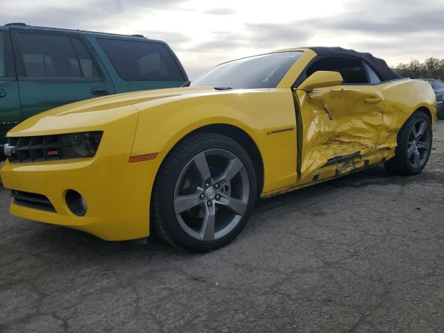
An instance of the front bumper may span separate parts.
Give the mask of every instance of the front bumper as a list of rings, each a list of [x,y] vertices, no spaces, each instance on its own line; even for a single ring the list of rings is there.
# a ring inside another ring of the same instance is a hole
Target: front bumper
[[[46,196],[56,212],[24,207],[11,200],[10,213],[24,219],[63,225],[105,240],[136,239],[149,235],[151,188],[160,160],[128,163],[128,156],[54,162],[11,164],[1,169],[6,188]],[[74,162],[75,161],[75,162]],[[68,208],[68,189],[87,205],[85,216]]]
[[[94,157],[26,163],[6,161],[0,170],[3,186],[21,192],[40,194],[40,198],[44,196],[56,211],[45,211],[33,205],[25,207],[15,203],[15,199],[12,199],[11,214],[83,230],[105,240],[136,239],[148,236],[151,188],[166,153],[158,154],[155,160],[129,163],[138,112],[132,108],[116,110],[114,113],[112,110],[106,110],[106,114],[90,112],[89,117],[105,119],[108,122],[63,130],[62,133],[103,131]],[[118,119],[112,118],[113,114]],[[60,120],[62,117],[45,121],[52,123],[57,121],[59,126],[76,121],[83,123],[78,119],[81,115],[75,116],[65,116],[71,120]],[[94,119],[89,120],[94,122]],[[52,126],[44,126],[44,121],[40,119],[31,118],[28,123],[35,124],[12,130],[8,136],[60,134],[47,130]],[[73,214],[68,207],[65,194],[69,189],[78,192],[85,198],[87,210],[84,216]]]

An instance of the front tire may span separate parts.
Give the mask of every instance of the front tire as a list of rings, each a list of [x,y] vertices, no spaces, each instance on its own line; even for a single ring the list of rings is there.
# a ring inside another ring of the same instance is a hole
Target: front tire
[[[430,119],[423,112],[416,112],[401,128],[395,156],[386,162],[386,168],[397,175],[419,173],[430,157],[432,142]]]
[[[171,150],[159,170],[152,229],[176,247],[215,250],[241,232],[256,196],[255,168],[241,146],[219,134],[192,135]]]

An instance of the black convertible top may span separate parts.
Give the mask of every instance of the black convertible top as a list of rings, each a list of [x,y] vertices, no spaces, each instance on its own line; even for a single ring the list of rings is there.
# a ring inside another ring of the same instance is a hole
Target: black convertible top
[[[308,47],[313,50],[320,57],[325,56],[348,56],[354,58],[359,58],[366,60],[373,70],[379,74],[382,81],[389,81],[403,78],[388,65],[385,60],[374,57],[370,53],[357,52],[355,50],[348,50],[342,47]]]

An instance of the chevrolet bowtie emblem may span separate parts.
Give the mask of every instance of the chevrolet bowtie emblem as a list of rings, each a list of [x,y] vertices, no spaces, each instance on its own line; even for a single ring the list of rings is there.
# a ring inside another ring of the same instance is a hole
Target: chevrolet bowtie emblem
[[[14,153],[15,153],[15,146],[11,146],[9,144],[6,144],[4,146],[3,150],[5,151],[5,155],[6,156],[10,156]]]

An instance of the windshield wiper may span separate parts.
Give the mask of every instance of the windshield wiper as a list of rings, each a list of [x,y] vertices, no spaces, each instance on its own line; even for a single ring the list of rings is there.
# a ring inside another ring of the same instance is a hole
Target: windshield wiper
[[[214,87],[216,90],[232,90],[231,87]]]

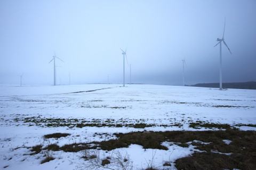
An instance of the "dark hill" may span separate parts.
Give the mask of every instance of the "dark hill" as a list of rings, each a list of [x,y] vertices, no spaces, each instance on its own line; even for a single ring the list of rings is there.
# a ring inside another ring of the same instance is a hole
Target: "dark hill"
[[[220,84],[217,83],[199,83],[191,86],[219,88]],[[239,89],[254,89],[256,90],[256,82],[248,82],[242,83],[222,83],[222,88],[239,88]]]

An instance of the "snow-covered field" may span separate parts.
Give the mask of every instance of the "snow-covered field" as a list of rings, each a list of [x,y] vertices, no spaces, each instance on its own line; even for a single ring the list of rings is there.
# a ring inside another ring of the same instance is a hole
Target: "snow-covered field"
[[[29,155],[31,148],[28,147],[108,140],[116,138],[114,133],[209,129],[193,128],[189,126],[191,123],[228,124],[241,130],[256,130],[246,126],[256,124],[256,90],[153,85],[121,86],[1,85],[0,169],[76,169],[85,162],[79,159],[79,153],[54,151],[56,159],[41,164],[44,153]],[[92,126],[78,127],[84,122]],[[136,128],[137,125],[147,127]],[[71,135],[43,137],[56,132]],[[173,163],[196,150],[193,146],[182,148],[169,143],[162,143],[168,150],[145,150],[132,144],[127,148],[116,149],[115,153],[118,151],[129,155],[136,169],[145,168],[153,158],[154,165],[161,167],[164,161]],[[106,157],[115,151],[100,151]],[[173,164],[169,168],[175,169]]]

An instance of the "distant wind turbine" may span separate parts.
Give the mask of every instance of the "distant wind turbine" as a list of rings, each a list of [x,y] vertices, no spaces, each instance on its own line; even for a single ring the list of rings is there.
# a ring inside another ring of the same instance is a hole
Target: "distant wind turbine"
[[[130,85],[132,84],[132,74],[131,74],[131,66],[132,64],[130,64]]]
[[[217,38],[217,42],[219,42],[219,43],[216,44],[215,46],[217,46],[218,44],[220,44],[220,90],[222,90],[222,58],[221,58],[221,42],[223,41],[223,43],[224,44],[225,44],[226,46],[228,48],[228,50],[230,52],[230,54],[232,54],[232,53],[230,51],[230,50],[229,50],[229,48],[228,47],[228,45],[226,43],[225,41],[224,41],[224,33],[225,33],[225,27],[226,27],[226,19],[225,19],[225,22],[224,23],[224,31],[223,31],[223,36],[222,36],[222,38],[220,39],[220,38]]]
[[[184,58],[184,60],[181,60],[181,61],[182,61],[183,63],[183,86],[184,86],[185,85],[184,83],[184,64],[186,65],[186,60]]]
[[[49,63],[53,60],[53,85],[56,85],[56,66],[55,66],[55,58],[57,58],[59,60],[64,62],[62,60],[60,59],[59,58],[56,56],[54,52],[54,55],[52,56],[53,59],[49,62]]]
[[[21,85],[22,85],[22,83],[21,83],[21,79],[22,79],[22,76],[23,76],[23,74],[24,74],[22,73],[22,74],[21,75],[18,75],[18,76],[20,76],[20,86],[21,86]]]
[[[126,49],[125,49],[125,52],[124,52],[123,50],[122,50],[121,48],[120,48],[120,50],[122,50],[122,51],[123,52],[122,53],[122,54],[123,54],[124,55],[124,82],[123,82],[123,86],[124,87],[124,85],[125,85],[125,76],[124,76],[124,63],[125,63],[125,62],[124,62],[124,55],[125,55],[125,57],[126,58],[126,60],[127,60],[127,63],[128,63],[128,60],[127,59],[127,56],[126,56]]]

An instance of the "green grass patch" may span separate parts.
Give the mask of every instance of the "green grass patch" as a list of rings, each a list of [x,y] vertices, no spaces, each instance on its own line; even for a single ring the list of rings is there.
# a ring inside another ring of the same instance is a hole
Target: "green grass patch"
[[[70,135],[70,134],[66,133],[54,133],[44,135],[44,137],[46,139],[49,138],[60,138],[61,137],[66,137]]]

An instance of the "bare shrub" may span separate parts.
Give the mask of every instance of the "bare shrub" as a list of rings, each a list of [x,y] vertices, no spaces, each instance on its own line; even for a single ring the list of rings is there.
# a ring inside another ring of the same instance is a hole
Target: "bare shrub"
[[[127,152],[113,151],[110,156],[106,157],[100,150],[86,150],[80,152],[81,158],[85,161],[77,163],[77,170],[112,169],[132,170],[133,163]],[[93,158],[91,158],[93,157]]]
[[[45,163],[51,160],[55,159],[55,158],[53,157],[53,156],[52,156],[52,152],[51,152],[51,151],[45,152],[44,154],[45,154],[44,156],[45,156],[45,158],[44,158],[44,159],[41,161],[41,164],[43,164],[44,163]]]

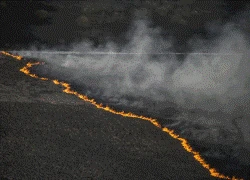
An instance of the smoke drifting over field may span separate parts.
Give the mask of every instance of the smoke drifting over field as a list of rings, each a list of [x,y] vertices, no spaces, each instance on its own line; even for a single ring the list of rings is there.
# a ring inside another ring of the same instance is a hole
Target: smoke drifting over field
[[[70,49],[82,53],[124,54],[62,56],[30,51],[23,55],[40,56],[49,63],[69,68],[76,81],[100,89],[102,96],[117,100],[132,96],[206,111],[232,112],[238,107],[248,108],[250,60],[246,35],[230,23],[211,29],[217,29],[217,38],[196,37],[189,44],[193,52],[219,55],[190,53],[183,61],[174,54],[152,55],[171,52],[172,42],[171,37],[162,37],[160,29],[150,28],[145,20],[134,21],[127,33],[129,43],[123,47],[108,42],[95,48],[91,42],[82,42]]]

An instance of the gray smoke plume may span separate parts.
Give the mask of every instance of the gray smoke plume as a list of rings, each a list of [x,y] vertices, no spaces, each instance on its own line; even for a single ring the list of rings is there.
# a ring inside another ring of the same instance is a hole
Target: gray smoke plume
[[[211,116],[222,112],[226,114],[224,118],[189,119],[232,124],[225,117],[247,115],[250,110],[249,41],[235,23],[208,27],[208,31],[217,34],[216,38],[193,37],[189,41],[193,51],[183,61],[171,53],[172,38],[162,37],[161,29],[149,27],[146,20],[134,21],[126,36],[129,42],[122,47],[113,42],[94,47],[85,41],[72,44],[66,55],[56,48],[18,53],[66,68],[75,82],[98,89],[100,96],[120,104],[128,105],[124,97],[130,96],[135,98],[135,107],[144,106],[148,100],[186,112],[199,109]],[[246,139],[249,129],[244,130]]]

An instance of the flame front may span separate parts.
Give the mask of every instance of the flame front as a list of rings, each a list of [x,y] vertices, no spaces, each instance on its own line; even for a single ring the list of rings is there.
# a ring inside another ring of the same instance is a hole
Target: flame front
[[[13,57],[13,58],[15,58],[17,60],[22,60],[22,56],[12,55],[12,54],[10,54],[8,52],[5,52],[5,51],[2,51],[0,53],[2,53],[3,55],[6,55],[6,56]],[[39,64],[41,64],[41,62],[35,62],[35,63],[28,62],[26,64],[26,66],[24,66],[23,68],[20,69],[20,71],[23,72],[24,74],[30,76],[30,77],[33,77],[33,78],[37,78],[37,79],[40,79],[40,80],[46,80],[46,81],[49,80],[48,78],[39,77],[36,74],[30,73],[29,69],[32,66],[36,66],[36,65],[39,65]],[[124,117],[137,118],[137,119],[142,119],[142,120],[146,120],[146,121],[151,122],[154,126],[160,128],[163,132],[168,133],[172,138],[179,140],[181,142],[181,145],[183,146],[183,148],[187,152],[191,153],[193,155],[194,159],[196,161],[198,161],[205,169],[207,169],[210,172],[211,176],[216,177],[216,178],[221,178],[221,179],[243,180],[243,179],[240,179],[240,178],[236,178],[235,176],[233,176],[231,178],[229,176],[226,176],[226,175],[223,175],[223,174],[219,173],[215,168],[211,168],[210,165],[201,157],[200,153],[195,151],[191,147],[191,145],[188,143],[188,141],[186,139],[180,137],[178,134],[176,134],[174,132],[174,130],[170,130],[170,129],[166,128],[166,127],[162,127],[158,123],[157,119],[150,118],[150,117],[145,117],[145,116],[141,116],[141,115],[136,115],[136,114],[131,113],[131,112],[116,111],[116,110],[110,108],[109,106],[103,106],[103,104],[98,104],[94,99],[89,99],[87,96],[72,90],[70,84],[68,84],[66,82],[59,81],[59,80],[56,80],[56,79],[52,80],[52,82],[54,84],[56,84],[56,85],[60,85],[60,86],[64,87],[64,89],[63,89],[64,93],[75,95],[78,98],[82,99],[83,101],[90,102],[91,104],[93,104],[98,109],[102,109],[104,111],[108,111],[110,113],[118,114],[118,115],[121,115],[121,116],[124,116]]]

====================

▶ YOUR OBJECTIVE:
Extract every line of the items above that contains the word "bowtie", matching case exactly.

▶ ANSWER IN FULL:
An instance of the chevrolet bowtie emblem may span separate parts.
Give the mask of every instance of the chevrolet bowtie emblem as a list of rings, each a list of [x,y] vertices, no spaces, each instance on its own line; even for a single ring the list of rings is there.
Target: chevrolet bowtie emblem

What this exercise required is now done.